» **Что нужно сделать**
A: Перепишите отрывок статьи о П. И. Макарове от «МАКАРОВ Пётр Иванович» до «скромного годового содержания.», заменив «майора» на «капитана».
B: Продолжите статью о П. И. Макарове, начав сразу после её последнего предложения.

МАКАРОВ Пётр Иванович (1764*, Москва -- ноябрь, 1804, Воронеж**), критик, журналист, переводчик, прозаик. Из дворян, сын состоят, казан, помещика, губ. предводителя дворянства во время пугачев. восстания. Получил хорошее дом. воспитание под руководством гувернера-француза, в свое время воспитывавшего поэтов M. H. Муравьёва и И. И. Дмитриева, затем, по-видимому, зачислен в Казан, г-зию. В детстве отличался острой памятью и редкой страстью к учению. Окончив г-зию, служил в артиллерийских ротах в Казани, вышел в отставку в чине майора в 1787. В 1790--95 жил в Петербурге, не определяясь ни к какому месту. После разорившей М. беспечной петерб. жизни вынужден был продать почти все недвижимое имущество родным в счет уплаты долгов и назначения ему скромного годового содержания.

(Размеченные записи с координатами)
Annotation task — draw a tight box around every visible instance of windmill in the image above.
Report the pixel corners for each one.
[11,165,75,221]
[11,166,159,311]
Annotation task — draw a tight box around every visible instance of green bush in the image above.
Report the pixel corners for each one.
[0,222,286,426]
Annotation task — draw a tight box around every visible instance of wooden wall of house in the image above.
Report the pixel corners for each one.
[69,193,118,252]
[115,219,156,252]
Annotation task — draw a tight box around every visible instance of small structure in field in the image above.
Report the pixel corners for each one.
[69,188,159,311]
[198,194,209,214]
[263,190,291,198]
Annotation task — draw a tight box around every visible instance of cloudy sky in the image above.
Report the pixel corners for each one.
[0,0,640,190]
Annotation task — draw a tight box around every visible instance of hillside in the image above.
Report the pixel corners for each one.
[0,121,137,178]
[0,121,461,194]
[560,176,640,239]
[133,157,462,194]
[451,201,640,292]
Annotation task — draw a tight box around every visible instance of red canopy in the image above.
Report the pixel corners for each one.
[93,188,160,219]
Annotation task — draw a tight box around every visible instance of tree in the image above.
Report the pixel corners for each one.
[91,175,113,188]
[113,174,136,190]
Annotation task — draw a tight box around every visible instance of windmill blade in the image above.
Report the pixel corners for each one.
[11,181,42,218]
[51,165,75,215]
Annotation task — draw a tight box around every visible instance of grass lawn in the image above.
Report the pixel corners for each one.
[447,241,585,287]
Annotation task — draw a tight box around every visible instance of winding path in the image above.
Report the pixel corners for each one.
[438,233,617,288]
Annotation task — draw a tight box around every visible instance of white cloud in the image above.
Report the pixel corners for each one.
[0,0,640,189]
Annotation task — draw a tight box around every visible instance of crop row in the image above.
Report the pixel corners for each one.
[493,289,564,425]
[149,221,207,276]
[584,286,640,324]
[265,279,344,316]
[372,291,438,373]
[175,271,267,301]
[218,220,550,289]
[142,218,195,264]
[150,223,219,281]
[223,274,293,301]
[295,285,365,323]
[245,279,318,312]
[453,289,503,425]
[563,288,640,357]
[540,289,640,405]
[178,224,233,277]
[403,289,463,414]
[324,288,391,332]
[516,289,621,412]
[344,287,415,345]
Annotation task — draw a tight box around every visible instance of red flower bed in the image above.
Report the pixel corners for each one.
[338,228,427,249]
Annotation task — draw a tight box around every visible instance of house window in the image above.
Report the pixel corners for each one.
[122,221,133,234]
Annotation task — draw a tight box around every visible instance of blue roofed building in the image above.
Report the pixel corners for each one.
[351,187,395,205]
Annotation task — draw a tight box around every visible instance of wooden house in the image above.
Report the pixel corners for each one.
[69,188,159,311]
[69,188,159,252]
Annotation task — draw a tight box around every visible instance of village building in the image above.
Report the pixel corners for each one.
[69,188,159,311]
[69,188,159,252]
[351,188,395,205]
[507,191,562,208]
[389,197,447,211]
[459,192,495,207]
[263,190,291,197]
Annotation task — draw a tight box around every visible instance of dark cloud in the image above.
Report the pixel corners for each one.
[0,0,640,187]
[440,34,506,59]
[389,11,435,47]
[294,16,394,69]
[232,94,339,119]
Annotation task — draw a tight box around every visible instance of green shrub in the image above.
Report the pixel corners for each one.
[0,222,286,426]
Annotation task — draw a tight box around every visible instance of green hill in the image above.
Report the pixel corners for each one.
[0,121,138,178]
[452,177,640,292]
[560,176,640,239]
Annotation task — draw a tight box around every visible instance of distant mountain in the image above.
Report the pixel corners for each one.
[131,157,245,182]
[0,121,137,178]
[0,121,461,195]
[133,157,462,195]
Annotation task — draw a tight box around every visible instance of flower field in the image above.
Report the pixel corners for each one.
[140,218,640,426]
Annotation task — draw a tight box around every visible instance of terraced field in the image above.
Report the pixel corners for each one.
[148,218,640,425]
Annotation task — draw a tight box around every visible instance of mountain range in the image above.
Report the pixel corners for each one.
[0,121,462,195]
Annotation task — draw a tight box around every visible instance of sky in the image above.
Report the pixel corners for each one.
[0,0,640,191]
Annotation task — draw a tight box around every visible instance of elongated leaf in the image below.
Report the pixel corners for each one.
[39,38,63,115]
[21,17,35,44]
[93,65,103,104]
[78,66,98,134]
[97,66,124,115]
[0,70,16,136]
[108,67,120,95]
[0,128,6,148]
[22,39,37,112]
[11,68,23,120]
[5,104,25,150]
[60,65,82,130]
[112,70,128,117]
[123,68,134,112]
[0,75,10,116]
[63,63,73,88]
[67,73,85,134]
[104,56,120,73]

» **Ответы**
A:
МАКАРОВ Пётр Иванович (1764*, Москва -- ноябрь, 1804, Воронеж**), критик, журналист, переводчик, прозаик. Из дворян, сын состоят, казан, помещика, губ. предводителя дворянства во время пугачев. восстания. Получил хорошее дом. воспитание под руководством гувернера-француза, в свое время воспитывавшего поэтов M. H. Муравьёва и И. И. Дмитриева, затем, по-видимому, зачислен в Казан, г-зию. В детстве отличался острой памятью и редкой страстью к учению. Окончив г-зию, служил в артиллерийских ротах в Казани, вышел в отставку в чине капитана в 1787. В 1790--95 жил в Петербурге, не определяясь ни к какому месту. После разорившей М. беспечной петерб. жизни вынужден был продать почти все недвижимое имущество родным в счет уплаты долгов и назначения ему скромного годового содержания.

B:
Летом 1795 предпринимает путешествие в Лондон "без рекомендательных писем, без товарища, не зная англ. языка -- и без денег" ("Моск. Меркурий", 1803, No 1, с. 28); часть пути проходит пешком. Впечатления от путешествия, известные как "Письма из Лондона" (вошли, во 2-й том "Соч. и пер." М.), опубл. под заглавием "Россиянин в Лондоне, или Письма к друзьям моим" ("Моск. Меркурий", 1803, No 1; продолжение -- ВЕ, 1804, No 9). Взяв за образец "Письма русского путешественника" H. M. Карамзина, М. поставил в центр повествования личное, "подлинное" восприятие увиденного, однако тематически почти исключительно сосредоточился на обиходной жизни Лондона, акцентируя порядок и удобства англ. общежития. Автор "Писем" преследовал и "полезную цель" -- быть практич. "наставником" для рус. путешественников "посредственного состояния" ("Соч. и пер.", т. 2, ч. 3, 1817, с. 23). Вскоре М. вынужден покинуть Англию тайком от своих англ. заимодавцев, однако по возвращении на родину тут же высылает долги. С этого времени (кон. 1790-х гг.) жил в Москве.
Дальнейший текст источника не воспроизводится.